> _TEXTO PROPORCIONADO_
####################

Daniel Gil-Benumeya, arabista e historiador, rabatí y madrileño, e hijo del primer director del Instituto Cervantes de Tetuán, Rodolfo Gil Grimau, al que toda la ciudad sigue recordando con mucho cariño, tanto por sus estudios como por sus gestiones y relaciones locales, nos envía muy amablemente, por el cariño que le une a la ciudad de Tetuán, a Marruecos, y todo el mundo árabe, un interesante artículo de presentación de su último libro Madrid islámico, que ya tenemos disponible en préstamo en la biblioteca, donde encontraréis gran cantidad de referencias y de datos, deseando que disfrutéis conociendo los orígenes y los hitos más interesantes de la historia de la villa de Madrid.
Madrid es la única capital
europea de origen islámico. Dichos orígenes, sin embargo, han sido objeto de
una larga controversia que continúa hasta hoy y que expresa hasta qué punto la
herencia de al-Ándalus no ha sido bien digerida por el imaginario nacional
español, más aún tratándose de la ciudad que representa a la nación española.
Madrid
fue en sus primeros doscientos cincuenta años de vida un enclave omeya en la
frontera norte de al-Ándalus, en la región que los andalusíes llamaban «la
Marca Media» (الثغر الأوسط), noción ésta,
la de marca, que remite más a la idea de un amplio territorio de
frontera y transición que a la noción moderna de frontera lineal, como ha señalado
el arabista Eduardo Manzano. La fundación de Madrid y
otras fortificaciones de la misma época, que las fuentes atribuyen a la
iniciativa del emir Muhammad I hacia el año 860, parece haber respondido a la
necesidad de asentar el poder omeya en una región de lealtad imprecisa, y en
concreto de crear un cerco «legitimista» en torno a la ciudad de Toledo, para
ahogar su constante insumisión y dificultar sus comunicaciones con otros
poderes rebeldes o con el vecino reino de Asturias.

####################

> _REGISTROS DEL CONJUNTO_
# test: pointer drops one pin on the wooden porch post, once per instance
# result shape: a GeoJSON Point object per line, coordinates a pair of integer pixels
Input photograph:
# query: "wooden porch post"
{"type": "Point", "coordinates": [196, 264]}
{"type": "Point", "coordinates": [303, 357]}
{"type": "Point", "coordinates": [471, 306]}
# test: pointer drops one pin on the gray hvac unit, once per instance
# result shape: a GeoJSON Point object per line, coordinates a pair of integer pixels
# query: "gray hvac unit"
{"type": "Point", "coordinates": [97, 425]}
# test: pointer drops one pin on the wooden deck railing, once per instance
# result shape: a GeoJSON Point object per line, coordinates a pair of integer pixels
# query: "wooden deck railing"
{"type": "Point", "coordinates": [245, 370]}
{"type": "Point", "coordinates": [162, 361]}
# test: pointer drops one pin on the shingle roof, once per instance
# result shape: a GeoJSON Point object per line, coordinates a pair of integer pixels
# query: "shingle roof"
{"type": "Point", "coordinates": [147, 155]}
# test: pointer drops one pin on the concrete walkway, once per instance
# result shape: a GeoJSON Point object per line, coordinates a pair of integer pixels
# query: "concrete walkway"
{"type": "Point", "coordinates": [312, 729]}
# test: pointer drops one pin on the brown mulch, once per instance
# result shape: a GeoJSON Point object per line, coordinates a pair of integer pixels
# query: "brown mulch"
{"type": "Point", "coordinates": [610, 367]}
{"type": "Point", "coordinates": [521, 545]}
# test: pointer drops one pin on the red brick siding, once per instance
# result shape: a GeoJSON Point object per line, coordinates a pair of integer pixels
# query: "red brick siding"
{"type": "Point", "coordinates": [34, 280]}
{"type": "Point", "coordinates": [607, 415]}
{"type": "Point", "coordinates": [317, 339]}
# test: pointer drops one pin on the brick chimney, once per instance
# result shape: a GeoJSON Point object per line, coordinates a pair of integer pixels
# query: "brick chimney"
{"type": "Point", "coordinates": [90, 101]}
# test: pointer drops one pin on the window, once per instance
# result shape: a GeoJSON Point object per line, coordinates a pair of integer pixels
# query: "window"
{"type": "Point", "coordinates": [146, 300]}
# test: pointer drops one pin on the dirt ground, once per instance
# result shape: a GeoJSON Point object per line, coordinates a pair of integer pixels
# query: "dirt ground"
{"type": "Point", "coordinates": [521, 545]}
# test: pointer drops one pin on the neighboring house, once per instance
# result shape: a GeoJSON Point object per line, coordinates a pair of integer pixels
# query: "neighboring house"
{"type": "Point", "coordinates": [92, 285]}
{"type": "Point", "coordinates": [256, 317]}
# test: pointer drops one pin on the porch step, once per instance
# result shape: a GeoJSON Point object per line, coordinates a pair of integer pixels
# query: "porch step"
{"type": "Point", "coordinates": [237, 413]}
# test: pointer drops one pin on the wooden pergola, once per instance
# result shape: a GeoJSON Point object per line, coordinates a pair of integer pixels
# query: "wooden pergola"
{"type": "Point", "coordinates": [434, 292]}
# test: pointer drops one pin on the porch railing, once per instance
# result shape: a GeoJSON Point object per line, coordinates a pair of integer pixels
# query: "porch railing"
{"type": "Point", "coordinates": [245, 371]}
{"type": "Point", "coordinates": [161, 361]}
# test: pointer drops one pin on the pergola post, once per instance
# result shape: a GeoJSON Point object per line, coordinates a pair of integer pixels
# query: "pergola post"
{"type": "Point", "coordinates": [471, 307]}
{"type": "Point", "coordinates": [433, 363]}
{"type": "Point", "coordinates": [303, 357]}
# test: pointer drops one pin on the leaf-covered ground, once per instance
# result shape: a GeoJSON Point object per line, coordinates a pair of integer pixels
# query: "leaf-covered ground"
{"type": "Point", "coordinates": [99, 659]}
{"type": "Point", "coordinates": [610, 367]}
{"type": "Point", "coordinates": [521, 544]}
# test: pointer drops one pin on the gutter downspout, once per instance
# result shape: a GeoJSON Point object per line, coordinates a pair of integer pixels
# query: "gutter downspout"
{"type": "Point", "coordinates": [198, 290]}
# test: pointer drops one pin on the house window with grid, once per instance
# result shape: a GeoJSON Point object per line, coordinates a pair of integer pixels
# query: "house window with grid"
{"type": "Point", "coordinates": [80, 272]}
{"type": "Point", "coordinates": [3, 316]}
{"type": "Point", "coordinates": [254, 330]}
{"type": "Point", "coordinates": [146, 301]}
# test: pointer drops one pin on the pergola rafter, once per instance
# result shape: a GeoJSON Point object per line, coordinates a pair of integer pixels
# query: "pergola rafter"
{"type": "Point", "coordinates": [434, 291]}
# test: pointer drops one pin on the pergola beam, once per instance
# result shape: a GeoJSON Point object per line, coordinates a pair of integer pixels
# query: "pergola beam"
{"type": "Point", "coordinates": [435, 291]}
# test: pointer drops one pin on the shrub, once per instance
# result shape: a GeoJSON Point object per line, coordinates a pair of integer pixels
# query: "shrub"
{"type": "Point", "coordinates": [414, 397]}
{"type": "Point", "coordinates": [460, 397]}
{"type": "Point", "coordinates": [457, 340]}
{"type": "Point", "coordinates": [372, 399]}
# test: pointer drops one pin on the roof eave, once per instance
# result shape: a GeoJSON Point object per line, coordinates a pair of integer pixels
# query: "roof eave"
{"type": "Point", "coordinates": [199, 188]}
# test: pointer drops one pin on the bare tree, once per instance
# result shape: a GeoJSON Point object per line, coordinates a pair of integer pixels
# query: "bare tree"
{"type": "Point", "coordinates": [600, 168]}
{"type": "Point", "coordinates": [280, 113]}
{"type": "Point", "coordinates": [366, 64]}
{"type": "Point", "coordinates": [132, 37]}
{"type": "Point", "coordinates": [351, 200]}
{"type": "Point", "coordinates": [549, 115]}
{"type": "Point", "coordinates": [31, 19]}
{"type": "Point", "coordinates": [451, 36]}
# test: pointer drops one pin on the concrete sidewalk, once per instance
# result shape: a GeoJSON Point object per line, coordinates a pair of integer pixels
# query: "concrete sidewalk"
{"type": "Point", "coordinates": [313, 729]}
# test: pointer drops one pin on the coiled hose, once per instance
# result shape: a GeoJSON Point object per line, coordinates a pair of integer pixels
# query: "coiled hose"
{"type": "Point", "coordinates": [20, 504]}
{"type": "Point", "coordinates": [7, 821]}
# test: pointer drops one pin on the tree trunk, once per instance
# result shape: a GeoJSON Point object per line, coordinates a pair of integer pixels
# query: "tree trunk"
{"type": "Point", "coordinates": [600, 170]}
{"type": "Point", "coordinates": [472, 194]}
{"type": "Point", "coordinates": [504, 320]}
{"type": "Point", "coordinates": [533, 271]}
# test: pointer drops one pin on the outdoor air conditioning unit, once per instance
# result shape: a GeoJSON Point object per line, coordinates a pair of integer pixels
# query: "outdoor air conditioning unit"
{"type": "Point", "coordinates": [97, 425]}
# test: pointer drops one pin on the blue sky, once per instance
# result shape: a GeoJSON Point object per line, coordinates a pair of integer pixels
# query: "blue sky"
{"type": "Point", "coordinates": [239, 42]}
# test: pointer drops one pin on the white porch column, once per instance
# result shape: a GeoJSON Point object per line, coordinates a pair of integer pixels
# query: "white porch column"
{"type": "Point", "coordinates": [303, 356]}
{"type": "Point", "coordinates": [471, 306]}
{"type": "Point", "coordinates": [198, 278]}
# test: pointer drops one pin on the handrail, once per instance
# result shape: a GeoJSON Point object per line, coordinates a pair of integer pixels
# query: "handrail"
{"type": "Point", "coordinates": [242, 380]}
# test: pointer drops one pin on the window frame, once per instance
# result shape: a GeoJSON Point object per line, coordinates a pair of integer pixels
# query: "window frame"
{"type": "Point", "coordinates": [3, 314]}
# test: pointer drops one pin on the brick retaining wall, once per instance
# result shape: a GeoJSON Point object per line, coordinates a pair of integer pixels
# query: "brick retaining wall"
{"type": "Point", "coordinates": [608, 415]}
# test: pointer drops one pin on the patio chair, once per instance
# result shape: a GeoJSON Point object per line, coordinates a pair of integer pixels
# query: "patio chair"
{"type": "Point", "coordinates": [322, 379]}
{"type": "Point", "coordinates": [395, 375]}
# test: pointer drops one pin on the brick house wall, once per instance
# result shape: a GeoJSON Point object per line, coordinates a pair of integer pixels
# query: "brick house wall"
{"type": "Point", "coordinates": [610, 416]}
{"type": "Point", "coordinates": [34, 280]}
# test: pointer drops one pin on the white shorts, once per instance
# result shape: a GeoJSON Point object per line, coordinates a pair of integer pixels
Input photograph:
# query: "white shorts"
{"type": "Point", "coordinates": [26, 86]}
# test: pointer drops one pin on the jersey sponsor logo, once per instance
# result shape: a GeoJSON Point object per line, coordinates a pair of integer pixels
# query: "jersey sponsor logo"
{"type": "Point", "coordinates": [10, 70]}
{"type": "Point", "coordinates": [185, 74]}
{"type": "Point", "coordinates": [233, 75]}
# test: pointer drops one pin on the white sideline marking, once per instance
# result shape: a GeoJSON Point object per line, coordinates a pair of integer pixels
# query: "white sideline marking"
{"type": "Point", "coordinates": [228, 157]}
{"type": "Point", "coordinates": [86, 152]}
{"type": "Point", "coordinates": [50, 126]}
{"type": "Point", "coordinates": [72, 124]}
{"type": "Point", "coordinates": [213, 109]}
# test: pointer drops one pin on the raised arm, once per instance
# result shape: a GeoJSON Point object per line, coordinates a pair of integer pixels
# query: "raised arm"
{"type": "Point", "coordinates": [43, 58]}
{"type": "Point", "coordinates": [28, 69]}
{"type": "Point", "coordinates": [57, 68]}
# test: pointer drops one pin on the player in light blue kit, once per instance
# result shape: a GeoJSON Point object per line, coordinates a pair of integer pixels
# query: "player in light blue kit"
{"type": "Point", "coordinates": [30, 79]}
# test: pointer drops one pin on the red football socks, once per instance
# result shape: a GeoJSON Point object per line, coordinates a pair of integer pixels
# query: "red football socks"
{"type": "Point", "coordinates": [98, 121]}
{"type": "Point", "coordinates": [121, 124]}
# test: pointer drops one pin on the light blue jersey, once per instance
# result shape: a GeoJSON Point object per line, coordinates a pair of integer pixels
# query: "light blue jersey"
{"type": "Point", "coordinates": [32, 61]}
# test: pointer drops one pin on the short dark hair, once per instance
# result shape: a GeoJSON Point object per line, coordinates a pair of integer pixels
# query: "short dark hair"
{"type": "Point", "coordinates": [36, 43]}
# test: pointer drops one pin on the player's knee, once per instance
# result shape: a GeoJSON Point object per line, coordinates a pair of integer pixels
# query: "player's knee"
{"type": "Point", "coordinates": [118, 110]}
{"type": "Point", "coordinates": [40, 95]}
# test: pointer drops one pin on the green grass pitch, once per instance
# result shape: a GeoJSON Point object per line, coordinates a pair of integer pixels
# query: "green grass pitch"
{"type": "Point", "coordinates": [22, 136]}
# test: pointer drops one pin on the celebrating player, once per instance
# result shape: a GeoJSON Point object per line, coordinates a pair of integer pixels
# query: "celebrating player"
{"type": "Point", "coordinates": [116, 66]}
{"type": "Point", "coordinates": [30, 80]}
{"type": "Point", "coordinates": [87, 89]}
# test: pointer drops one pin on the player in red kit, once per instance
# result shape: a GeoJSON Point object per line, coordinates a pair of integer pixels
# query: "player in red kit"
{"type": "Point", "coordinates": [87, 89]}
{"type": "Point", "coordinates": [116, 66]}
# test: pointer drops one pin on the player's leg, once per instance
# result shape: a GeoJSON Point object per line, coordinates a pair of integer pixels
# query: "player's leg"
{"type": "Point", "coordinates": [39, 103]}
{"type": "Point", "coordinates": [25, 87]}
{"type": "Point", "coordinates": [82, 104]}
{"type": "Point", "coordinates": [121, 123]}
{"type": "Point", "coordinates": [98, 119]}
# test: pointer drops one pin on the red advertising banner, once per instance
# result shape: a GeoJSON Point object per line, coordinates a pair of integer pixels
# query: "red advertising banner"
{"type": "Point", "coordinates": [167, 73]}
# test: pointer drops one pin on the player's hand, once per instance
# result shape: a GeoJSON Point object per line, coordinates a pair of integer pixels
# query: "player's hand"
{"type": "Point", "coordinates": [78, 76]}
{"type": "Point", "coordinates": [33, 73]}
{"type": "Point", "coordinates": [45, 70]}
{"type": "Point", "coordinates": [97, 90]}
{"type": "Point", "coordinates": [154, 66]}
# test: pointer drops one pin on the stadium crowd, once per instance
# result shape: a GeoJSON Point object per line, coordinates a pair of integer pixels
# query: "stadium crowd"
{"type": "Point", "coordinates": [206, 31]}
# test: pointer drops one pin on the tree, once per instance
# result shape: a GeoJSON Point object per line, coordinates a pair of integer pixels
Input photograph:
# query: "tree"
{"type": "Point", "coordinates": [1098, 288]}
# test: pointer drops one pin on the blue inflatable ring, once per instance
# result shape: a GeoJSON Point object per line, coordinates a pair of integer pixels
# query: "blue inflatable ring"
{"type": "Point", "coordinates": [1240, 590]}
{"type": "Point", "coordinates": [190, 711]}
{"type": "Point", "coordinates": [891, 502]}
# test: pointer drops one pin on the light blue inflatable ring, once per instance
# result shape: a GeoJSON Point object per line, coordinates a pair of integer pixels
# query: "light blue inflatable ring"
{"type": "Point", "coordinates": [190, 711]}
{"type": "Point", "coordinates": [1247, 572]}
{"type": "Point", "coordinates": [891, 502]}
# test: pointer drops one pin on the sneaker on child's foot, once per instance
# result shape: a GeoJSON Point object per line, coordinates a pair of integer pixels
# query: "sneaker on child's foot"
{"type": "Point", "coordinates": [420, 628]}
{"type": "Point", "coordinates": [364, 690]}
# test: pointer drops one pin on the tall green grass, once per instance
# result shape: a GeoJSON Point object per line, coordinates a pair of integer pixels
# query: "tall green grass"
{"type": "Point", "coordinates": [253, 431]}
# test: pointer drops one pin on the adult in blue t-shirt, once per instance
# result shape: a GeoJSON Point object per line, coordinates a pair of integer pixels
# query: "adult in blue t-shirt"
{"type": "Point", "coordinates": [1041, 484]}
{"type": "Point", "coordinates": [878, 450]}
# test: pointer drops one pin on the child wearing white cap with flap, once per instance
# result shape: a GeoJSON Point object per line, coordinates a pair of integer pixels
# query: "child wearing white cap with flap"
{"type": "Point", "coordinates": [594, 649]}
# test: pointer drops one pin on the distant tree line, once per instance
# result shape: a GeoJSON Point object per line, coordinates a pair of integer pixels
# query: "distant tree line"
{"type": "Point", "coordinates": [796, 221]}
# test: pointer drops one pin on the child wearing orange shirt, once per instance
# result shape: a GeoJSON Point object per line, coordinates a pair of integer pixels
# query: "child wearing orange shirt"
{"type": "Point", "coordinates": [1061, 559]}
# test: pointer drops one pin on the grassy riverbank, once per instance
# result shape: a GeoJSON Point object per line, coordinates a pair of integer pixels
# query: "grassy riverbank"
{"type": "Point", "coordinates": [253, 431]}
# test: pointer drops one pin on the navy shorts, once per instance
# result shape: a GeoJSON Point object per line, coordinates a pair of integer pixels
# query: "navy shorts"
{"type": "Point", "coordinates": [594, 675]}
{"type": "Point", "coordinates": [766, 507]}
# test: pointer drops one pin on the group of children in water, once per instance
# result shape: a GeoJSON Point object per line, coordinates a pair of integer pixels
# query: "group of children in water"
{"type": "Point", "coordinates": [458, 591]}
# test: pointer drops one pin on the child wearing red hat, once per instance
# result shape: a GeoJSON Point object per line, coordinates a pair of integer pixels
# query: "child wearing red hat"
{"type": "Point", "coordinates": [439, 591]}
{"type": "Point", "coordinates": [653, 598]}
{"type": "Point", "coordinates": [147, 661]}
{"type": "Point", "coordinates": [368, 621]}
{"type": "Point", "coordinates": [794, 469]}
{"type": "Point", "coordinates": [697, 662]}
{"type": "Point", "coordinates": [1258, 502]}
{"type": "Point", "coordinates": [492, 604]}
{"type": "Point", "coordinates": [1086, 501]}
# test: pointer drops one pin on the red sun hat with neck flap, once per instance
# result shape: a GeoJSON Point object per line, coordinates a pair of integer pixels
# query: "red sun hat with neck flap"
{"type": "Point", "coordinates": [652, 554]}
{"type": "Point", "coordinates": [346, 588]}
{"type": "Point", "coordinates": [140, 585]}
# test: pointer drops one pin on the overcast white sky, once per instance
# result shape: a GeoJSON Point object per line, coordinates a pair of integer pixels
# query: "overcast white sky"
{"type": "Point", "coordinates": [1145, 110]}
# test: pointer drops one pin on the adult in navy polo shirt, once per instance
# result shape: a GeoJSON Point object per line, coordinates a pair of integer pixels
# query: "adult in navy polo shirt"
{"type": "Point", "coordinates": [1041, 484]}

####################

> _TAREAS A REALIZAR_
1) Traduzca al inglés esta oración del texto sobre los orígenes islámicos de Madrid: «Madrid es la única capital europea de origen islámico.»
2) Prosiga el texto sobre los orígenes islámicos de Madrid a partir de su última oración.

> _RESPUESTAS POR APARTADO_
1) Madrid is the only European capital of Islamic origin.

2)
La
construcción del hisn (حصن) o castillo de Madrid
parece haber sido obra de la tribu de los Bani Sálim, una tribu amazig
(bereber) perteneciente a la confederación de los Masmuda, originaria del Alto
Atlas, llegada a al-Ándalus en el siglo anterior. Los Bani Sálim, aliados de
los omeyas, dominaban la región de la Marca Media y establecieron su capital en
una ciudad a la que dieron su nombre: Madinat Sálim (مدينة سالم), «ciudad de Sálim», esto, es, Medinaceli.
No obstante, cuando hablamos de bereberes, de árabes, de muladíes o de
cualquier otra categoría étnica en este periodo, es decir, un siglo y medio
después de la conquista islámica, hay que tener en cuenta que la sociedad
andalusí se encontraba en un proceso de mestizaje humano y cultural muy
generalizado y avanzado, por lo que cabe preguntarse si tiene sentido hablar,
por ejemplo, de «conquistadores» frente a «indígenas» en este periodo, en el
que además parece haber existido un bilingüismo árabe-romance generalizado, por
encima de adscripciones étnicas o religiosas.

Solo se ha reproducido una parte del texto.